**Action item**.
Hand back the entries below exactly.

**Referring expression pointing data**.
____
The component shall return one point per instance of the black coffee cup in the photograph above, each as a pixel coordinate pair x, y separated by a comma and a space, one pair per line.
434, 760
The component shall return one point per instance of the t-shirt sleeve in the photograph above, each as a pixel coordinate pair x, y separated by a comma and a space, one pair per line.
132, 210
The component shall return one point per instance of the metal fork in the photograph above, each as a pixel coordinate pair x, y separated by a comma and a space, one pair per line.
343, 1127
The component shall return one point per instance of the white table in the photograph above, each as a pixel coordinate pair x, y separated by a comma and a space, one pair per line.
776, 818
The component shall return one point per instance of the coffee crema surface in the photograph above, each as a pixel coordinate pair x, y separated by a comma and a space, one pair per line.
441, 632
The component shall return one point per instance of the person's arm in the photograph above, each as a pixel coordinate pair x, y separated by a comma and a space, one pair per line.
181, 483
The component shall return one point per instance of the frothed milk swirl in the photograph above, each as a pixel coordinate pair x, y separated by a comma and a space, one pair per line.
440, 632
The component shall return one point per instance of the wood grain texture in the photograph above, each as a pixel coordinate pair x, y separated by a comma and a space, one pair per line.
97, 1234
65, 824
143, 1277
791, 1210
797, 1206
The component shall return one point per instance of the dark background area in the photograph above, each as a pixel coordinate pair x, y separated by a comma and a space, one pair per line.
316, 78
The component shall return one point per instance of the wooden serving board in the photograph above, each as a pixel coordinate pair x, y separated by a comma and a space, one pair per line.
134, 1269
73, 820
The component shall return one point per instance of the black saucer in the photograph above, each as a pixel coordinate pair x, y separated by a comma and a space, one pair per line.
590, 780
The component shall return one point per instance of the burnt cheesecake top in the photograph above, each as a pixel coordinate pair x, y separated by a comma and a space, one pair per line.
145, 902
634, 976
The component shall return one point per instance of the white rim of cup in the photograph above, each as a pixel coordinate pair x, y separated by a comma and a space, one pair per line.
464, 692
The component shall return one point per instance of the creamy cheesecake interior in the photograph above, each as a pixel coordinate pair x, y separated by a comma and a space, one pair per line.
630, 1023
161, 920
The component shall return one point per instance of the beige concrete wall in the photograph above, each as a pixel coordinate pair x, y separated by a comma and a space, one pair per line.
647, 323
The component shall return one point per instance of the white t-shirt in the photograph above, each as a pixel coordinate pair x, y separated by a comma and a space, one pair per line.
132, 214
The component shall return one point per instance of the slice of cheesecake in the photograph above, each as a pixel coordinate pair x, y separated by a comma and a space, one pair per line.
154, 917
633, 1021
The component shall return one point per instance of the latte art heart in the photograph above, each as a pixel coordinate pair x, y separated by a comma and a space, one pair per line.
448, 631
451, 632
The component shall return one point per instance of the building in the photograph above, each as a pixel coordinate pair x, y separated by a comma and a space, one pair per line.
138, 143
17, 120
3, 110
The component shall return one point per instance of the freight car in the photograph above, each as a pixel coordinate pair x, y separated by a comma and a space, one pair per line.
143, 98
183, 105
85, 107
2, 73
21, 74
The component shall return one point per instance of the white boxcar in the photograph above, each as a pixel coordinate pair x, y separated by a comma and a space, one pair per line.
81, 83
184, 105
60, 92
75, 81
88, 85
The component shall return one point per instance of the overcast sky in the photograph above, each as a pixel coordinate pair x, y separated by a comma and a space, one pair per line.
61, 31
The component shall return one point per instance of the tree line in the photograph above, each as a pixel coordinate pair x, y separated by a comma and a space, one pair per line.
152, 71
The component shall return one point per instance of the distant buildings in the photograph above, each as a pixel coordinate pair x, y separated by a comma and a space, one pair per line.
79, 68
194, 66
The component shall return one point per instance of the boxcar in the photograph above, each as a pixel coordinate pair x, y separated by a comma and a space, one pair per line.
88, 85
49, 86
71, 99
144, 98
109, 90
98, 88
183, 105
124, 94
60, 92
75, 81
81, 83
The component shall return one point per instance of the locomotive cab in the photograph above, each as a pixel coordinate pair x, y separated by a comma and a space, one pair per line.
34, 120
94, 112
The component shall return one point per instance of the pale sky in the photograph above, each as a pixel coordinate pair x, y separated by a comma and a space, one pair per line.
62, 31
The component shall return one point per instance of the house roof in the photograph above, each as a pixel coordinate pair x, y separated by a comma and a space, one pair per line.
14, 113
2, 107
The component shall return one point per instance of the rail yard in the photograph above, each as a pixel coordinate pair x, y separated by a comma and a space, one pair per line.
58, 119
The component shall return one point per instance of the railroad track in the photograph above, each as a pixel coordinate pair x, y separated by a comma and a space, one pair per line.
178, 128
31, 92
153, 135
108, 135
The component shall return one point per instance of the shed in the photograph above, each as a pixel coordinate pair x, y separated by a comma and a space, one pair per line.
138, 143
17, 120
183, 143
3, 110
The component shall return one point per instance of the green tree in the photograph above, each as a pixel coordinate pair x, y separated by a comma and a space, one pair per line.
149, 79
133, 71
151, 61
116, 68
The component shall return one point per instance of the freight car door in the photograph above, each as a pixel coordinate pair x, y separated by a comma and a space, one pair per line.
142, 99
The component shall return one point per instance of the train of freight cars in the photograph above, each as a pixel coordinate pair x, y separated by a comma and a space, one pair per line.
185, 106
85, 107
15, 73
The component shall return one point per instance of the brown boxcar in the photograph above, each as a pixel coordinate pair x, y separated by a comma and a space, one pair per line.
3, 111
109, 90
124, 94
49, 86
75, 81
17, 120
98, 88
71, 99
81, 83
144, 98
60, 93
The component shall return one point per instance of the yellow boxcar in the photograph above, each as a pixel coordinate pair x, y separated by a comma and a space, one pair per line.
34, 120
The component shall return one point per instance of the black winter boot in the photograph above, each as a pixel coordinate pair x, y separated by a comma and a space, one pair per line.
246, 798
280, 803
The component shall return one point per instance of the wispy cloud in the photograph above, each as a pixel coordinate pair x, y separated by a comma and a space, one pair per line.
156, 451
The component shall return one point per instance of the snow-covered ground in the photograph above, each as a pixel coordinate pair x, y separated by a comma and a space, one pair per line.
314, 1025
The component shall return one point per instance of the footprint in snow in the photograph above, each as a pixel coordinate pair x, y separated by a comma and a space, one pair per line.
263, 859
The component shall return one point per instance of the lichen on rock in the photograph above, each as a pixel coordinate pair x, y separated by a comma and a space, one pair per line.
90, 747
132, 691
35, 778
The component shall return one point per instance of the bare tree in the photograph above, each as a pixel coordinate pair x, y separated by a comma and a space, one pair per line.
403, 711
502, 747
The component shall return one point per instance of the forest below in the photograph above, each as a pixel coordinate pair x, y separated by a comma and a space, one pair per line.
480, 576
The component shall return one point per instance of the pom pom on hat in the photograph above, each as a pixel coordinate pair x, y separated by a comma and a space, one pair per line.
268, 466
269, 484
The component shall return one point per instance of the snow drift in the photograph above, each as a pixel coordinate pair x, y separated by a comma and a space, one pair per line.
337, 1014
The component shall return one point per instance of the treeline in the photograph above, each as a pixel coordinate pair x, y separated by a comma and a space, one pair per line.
____
**Task answer**.
The component shall return one point per instance of the black coffee cup in the photograph above, each as a pixel coordinate pair x, y separated by a comma and a space, one pair per line.
434, 760
The component shall return one point per instance of the t-shirt sleeve in the photograph above, each as a pixel coordinate pair x, y separated by a comma and a space, one pair per line.
132, 210
The component shall return one point per instance of the metal fork in the photograph above, each as a pixel coordinate pair x, y separated by a comma and a space, one pair per line.
343, 1127
The component shall return one point per instance of the white table in the photograph above, each as a pixel coordinate pair x, y separated by a comma and a space, one pair per line.
776, 818
The component shall return one point per instance of the coffee crema surface in the photograph above, each as a pixel coordinate pair x, y separated by a comma and a space, one pair per line.
441, 632
The component shall return one point per instance of the person's arm in the photograph above, each as a pixel coordinate pair x, y separated by a comma and a space, one pair per line.
181, 483
The component shall return one point per instance of the frothed milk swirl in the photograph above, each as a pixel coordinate pair x, y separated by a comma and a space, one pair per line.
440, 632
The component shall return one point per instance of the wood grain texture in the photograph above, each as a pixel coordinate pair x, y separated by a comma and a space, one pair per line.
97, 1234
65, 824
143, 1277
791, 1210
797, 1206
The component shall return one point per instance of the dark background area in the photograph above, each as a pixel coordinate pair x, y separated by a comma and a space, one pair per line.
316, 78
The component shall return one point per instance of the wooden serving board in the photograph above, each as a pixel coordinate pair x, y separated by a comma and a space, one pair per line.
134, 1269
73, 820
The component shall return one point per instance of the black saucer in the photograph above, each as a pixel coordinate pair x, y separated by a comma and a space, one pair per line.
590, 780
The component shall return one point per instance of the burnt cheesecake top in the photograph above, each as a pixel coordinate pair x, y separated by a comma and a space, one pair per line.
145, 902
634, 976
The component shall return one point per instance of the white rim of cup in the photograph above, each as a pixel coordinate pair x, y separated by a comma and a space, one pair per line.
464, 692
The component shall return one point per instance of the creamy cheesecake interior in the photograph above, each as a pixel coordinate pair x, y separated by a comma and a space, one pair per line.
630, 1023
161, 920
The component shall return one point per instance of the beige concrete wall in the photograph above, each as a pixel coordinate pair x, y separated by a comma and a space, one pair per line.
647, 323
The component shall return one point per instance of the white t-shirt in the photograph above, each as a pixel coordinate pair x, y separated by a comma and a space, one pair per line.
132, 214
The component shall return one point per instance of the slice of cheesecake in the photograph above, each as a pixel coordinate pair x, y separated by a comma and a space, one pair per line.
154, 917
633, 1021
The component shall return one point per instance of the latte art heart in the photograph above, each as a pixel coordinate pair x, y separated by a comma and a space, one pair per line.
448, 631
451, 632
The component shall return one point per instance of the building in the photograph above, each as a pixel coordinate pair x, y separated by a comma and a space, one pair per line.
138, 143
17, 120
3, 110
The component shall return one point per instance of the freight car in the photograph above, each as a pixel coordinate pair x, y separated by a comma and a space, one pair per line.
143, 98
183, 105
85, 107
2, 73
21, 74
The component shall return one point per instance of the white boxcar in the photograph above, each as a pixel coordinate pair x, y separated by a comma and a space, one pair per line.
81, 83
184, 105
60, 92
75, 81
88, 85
The component shall return one point per instance of the overcast sky in the photograph above, each as a pixel coordinate pair x, y separated by a comma and a space, one pair per line.
61, 31
The component shall return one point per instance of the tree line in the photograph above, each as a pixel coordinate pair x, y separated by a comma and a space, one pair per line.
152, 71
The component shall return one point per instance of the distant buildings in the photograph above, each as a pixel coordinate pair x, y separated by a comma and a space, one pair per line.
79, 68
194, 66
The component shall return one point per instance of the boxcar in the photograph above, each as a pixel coordinate pair x, y separated by a comma and a space, one pair per line.
88, 85
49, 86
71, 99
144, 98
109, 90
98, 88
183, 105
124, 94
60, 92
75, 81
81, 83
The component shall return one point per instance of the locomotive cab in the photograph above, each as a pixel coordinate pair x, y separated by a comma and a space, one pair per line.
34, 120
94, 112
The component shall return one point per instance of the pale sky in the photograph above, each as a pixel coordinate pair x, y separated by a comma and a space, one pair per line.
62, 31
The component shall return one point per instance of the house roof in the photograph above, each as a pixel coordinate pair x, y separated by a comma and a space, one pair per line.
14, 113
2, 107
The component shall return one point per instance of the rail yard in the photograph above, each as a pixel coordinate pair x, y separated by a comma and a space, one pair per line.
58, 119
The component shall return one point per instance of the railroad track in the photograph above, each as a pixel coordinate pair x, y separated by a comma and a space, one pair per line.
178, 128
31, 92
153, 135
108, 135
The component shall return one point per instance of the shed in the photograph above, each as a pixel coordinate pair x, y separated by a comma and a space, one pair per line.
138, 143
17, 120
183, 143
3, 110
The component shall return one point per instance of the green tree in the photograph above, each as a pixel coordinate pair x, y separated by a comma and a space, one pair per line.
149, 79
133, 71
151, 61
116, 68
The component shall return one point per instance of the freight car door in the photograph above, each as a pixel coordinate pair x, y separated by a comma and a space, one pair per line.
142, 99
The component shall return one point per instance of the train of freight cars in the photograph above, each as a pixel coordinate pair x, y separated by a comma and a space, one pair per line.
185, 106
85, 107
15, 73
The component shall return one point per instance of the brown boxcar in the photograph above, each as a pixel coordinate pair x, y separated by a comma and a space, one pair per line.
3, 111
109, 90
124, 94
49, 86
75, 81
17, 120
98, 88
71, 99
81, 83
144, 98
60, 93
The component shall return one point per instance of the yellow boxcar in the photograph above, each as a pixel coordinate pair x, y separated by a comma and a space, one pair per line.
34, 120
The component shall return one point per instance of the black winter boot in the photograph above, each as a pixel coordinate pair x, y separated by a comma and a space, one pair per line.
246, 798
280, 803
The component shall return one point per instance of the wispy cloud in the photograph above, each as a pixel coordinate pair x, y separated by a comma and a space, one pair per line.
156, 451
The component shall return one point per instance of the snow-covered ground in the photograph above, each as a pixel coordinate pair x, y separated by a comma and a space, one pair per line.
314, 1025
The component shall return one point per instance of the footprint in snow in the photograph above, each as a pixel coordinate pair x, y separated by a comma and a space, one pair per line.
263, 859
The component shall return one point per instance of the lichen on rock in the photograph above, each as a pixel coordinate pair x, y separated by a comma and a space, one pair per line.
90, 747
132, 691
35, 778
The component shall return one point per instance of the bare tree in the photograph above, each as a pixel coordinate pair x, y separated by a comma and a space, one pair per line.
403, 711
502, 747
The component shall return one point per instance of the forest below in the photograph above, each as a pixel coordinate pair x, y separated by a comma and a space, one pair per line.
480, 576
The component shall return one point per instance of the pom pom on hat in the photograph above, each as a pixel coordinate pair x, y separated by a comma and a space, one pair per line.
268, 466
269, 484
The component shall return one point per instance of the snow drift in the photograph above, each as a pixel coordinate pair x, y separated by a comma and a space, one pair per line.
337, 1014
The component shall return one point per instance of the treeline in the photograph above, each as a pixel coordinate pair x, y separated by a comma and a space, one pair per line.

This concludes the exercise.